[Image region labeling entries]
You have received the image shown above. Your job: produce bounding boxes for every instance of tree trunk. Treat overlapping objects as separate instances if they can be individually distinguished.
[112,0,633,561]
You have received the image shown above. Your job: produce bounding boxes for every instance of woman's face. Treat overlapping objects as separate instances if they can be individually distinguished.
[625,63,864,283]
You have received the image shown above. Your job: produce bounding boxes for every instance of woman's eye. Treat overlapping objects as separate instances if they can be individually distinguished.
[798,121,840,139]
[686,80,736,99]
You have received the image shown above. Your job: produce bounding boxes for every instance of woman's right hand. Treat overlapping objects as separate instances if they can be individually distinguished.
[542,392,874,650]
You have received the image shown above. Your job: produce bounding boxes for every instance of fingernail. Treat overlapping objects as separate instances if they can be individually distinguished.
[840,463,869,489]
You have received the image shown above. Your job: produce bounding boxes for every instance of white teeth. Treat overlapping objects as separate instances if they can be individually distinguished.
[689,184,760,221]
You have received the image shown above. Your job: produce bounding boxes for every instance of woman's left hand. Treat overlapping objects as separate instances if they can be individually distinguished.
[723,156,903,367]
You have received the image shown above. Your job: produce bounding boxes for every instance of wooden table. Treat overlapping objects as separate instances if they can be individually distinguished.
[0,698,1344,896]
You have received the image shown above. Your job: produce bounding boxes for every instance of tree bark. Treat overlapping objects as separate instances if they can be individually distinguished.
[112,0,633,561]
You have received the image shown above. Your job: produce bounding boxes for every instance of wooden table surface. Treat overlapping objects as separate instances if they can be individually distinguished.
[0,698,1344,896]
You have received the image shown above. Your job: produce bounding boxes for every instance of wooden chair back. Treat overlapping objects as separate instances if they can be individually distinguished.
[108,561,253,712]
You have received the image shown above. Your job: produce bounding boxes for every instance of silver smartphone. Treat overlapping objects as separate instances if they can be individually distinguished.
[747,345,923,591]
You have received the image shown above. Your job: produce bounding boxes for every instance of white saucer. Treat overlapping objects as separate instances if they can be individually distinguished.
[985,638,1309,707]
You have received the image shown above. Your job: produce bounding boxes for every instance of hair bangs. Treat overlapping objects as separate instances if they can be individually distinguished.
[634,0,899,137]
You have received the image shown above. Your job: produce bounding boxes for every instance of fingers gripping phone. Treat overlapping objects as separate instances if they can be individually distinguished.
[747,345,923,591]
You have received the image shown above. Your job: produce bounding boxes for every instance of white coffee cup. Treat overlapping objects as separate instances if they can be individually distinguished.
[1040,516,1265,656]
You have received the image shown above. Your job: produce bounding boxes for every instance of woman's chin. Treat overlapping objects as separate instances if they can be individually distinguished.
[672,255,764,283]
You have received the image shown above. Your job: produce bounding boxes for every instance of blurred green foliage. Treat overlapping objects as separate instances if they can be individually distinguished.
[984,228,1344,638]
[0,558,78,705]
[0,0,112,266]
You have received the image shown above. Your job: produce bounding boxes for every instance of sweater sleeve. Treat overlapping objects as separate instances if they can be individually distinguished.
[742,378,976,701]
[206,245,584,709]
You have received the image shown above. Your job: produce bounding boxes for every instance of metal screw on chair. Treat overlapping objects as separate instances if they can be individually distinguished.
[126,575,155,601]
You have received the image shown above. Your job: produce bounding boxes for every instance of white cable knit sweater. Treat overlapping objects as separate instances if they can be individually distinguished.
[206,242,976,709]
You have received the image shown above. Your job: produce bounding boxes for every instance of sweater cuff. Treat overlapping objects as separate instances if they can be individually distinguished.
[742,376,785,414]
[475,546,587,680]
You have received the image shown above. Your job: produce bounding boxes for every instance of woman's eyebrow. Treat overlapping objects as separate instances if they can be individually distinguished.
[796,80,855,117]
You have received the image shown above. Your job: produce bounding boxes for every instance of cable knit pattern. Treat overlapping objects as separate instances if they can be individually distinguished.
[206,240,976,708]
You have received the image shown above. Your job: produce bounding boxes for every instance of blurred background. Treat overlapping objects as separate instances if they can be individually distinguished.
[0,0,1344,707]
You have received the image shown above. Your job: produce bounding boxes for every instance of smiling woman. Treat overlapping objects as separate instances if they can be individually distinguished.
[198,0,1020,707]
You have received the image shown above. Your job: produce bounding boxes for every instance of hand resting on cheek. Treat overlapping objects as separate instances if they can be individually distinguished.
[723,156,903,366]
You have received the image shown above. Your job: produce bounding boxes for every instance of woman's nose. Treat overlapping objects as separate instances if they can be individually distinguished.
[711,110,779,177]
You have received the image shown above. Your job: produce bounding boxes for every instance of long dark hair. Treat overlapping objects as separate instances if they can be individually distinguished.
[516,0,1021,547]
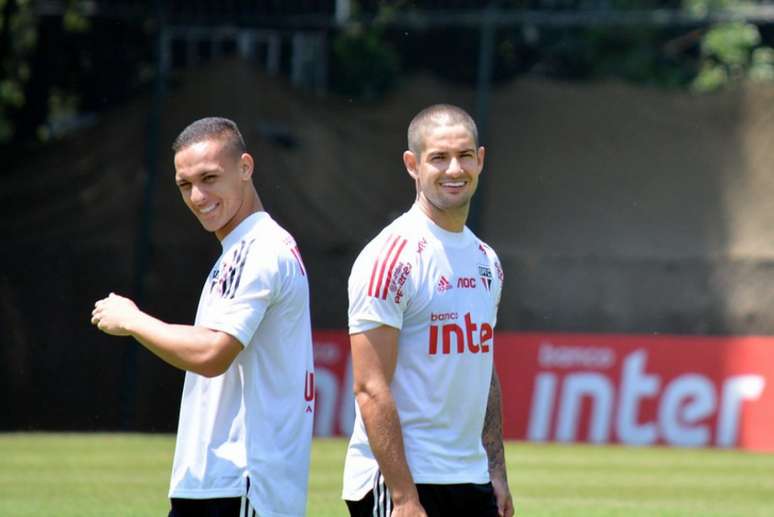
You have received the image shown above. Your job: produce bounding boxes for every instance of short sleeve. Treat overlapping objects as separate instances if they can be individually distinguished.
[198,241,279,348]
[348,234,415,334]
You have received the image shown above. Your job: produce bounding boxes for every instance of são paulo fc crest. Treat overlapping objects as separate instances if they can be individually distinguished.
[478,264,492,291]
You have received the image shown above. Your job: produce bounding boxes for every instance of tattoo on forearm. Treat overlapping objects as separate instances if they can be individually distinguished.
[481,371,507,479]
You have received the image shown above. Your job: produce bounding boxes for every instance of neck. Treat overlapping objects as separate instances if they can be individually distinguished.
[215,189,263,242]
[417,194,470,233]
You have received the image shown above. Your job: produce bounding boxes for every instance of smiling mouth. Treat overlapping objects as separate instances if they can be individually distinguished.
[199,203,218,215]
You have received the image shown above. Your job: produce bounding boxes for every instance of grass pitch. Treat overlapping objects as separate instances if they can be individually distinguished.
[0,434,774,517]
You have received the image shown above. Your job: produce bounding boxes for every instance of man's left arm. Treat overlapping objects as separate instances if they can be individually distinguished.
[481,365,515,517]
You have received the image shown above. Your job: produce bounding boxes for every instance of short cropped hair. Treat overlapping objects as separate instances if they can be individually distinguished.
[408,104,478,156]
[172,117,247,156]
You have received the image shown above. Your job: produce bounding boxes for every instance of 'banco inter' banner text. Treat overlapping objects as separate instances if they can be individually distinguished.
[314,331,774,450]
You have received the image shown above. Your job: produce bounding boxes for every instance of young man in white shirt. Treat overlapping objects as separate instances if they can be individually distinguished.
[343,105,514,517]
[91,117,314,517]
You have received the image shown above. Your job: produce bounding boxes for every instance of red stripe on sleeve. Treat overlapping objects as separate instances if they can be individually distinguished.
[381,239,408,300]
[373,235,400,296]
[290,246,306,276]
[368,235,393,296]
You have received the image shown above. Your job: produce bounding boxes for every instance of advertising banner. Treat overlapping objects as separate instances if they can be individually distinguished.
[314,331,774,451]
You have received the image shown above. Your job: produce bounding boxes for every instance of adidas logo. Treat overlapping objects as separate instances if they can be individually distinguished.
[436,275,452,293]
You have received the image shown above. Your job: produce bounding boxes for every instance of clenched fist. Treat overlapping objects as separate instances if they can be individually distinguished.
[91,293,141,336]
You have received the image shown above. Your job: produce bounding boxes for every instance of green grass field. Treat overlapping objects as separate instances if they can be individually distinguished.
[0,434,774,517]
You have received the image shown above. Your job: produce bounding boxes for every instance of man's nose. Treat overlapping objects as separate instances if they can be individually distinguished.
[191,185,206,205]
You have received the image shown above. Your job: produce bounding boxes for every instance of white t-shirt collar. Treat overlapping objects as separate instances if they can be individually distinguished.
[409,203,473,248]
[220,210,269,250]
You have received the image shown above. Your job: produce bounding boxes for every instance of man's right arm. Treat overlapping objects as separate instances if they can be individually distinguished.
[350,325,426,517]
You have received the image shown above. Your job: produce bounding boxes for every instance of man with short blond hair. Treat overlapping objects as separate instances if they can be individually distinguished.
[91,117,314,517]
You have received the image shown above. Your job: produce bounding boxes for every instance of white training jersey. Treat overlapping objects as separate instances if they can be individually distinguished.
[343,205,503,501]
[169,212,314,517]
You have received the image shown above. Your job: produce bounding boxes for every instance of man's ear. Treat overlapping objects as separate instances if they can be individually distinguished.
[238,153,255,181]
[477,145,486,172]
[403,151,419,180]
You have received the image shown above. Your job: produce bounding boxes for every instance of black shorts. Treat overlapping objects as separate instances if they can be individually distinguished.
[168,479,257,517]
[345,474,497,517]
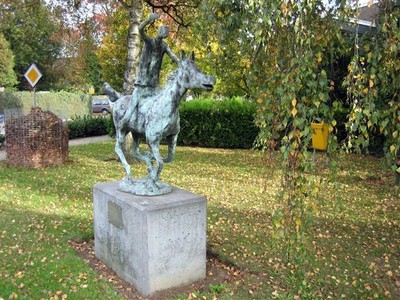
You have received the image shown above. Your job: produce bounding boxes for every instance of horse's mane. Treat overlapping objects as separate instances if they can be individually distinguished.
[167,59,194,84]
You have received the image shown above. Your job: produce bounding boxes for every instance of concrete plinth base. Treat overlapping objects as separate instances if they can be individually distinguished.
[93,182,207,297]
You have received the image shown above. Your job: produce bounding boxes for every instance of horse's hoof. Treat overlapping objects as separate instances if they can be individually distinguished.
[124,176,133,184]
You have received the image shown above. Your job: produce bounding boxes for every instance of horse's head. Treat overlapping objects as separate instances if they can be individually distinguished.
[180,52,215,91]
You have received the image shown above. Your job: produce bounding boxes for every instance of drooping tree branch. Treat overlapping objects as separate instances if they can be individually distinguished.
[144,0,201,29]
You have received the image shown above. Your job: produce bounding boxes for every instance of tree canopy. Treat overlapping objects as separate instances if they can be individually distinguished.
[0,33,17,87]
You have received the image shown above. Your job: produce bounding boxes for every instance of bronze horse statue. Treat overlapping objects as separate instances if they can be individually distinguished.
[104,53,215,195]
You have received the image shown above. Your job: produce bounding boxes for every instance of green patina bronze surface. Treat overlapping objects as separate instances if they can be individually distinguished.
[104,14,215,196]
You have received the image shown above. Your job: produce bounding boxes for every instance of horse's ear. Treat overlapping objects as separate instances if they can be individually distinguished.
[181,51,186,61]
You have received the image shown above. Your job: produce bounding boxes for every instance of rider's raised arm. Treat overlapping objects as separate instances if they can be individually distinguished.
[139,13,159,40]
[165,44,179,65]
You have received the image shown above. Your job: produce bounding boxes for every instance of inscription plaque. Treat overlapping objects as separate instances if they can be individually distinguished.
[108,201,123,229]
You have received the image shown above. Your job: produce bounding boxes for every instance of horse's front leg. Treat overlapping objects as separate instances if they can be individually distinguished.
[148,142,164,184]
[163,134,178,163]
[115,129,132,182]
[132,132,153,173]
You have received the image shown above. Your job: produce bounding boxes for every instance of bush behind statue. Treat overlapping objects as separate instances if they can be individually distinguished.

Exercise prompt: Set out the stretch from the line containing "of white teeth." through the line containing "[689,184,760,221]" as a numbered list, omitting any blank lines.

Response for this exercise:
1. You have received the image shown above. Your job: produce bounding boxes for every instance of white teeth. Treat overlapping objects as separate instances if they can be individually distinguished.
2. [689,184,760,221]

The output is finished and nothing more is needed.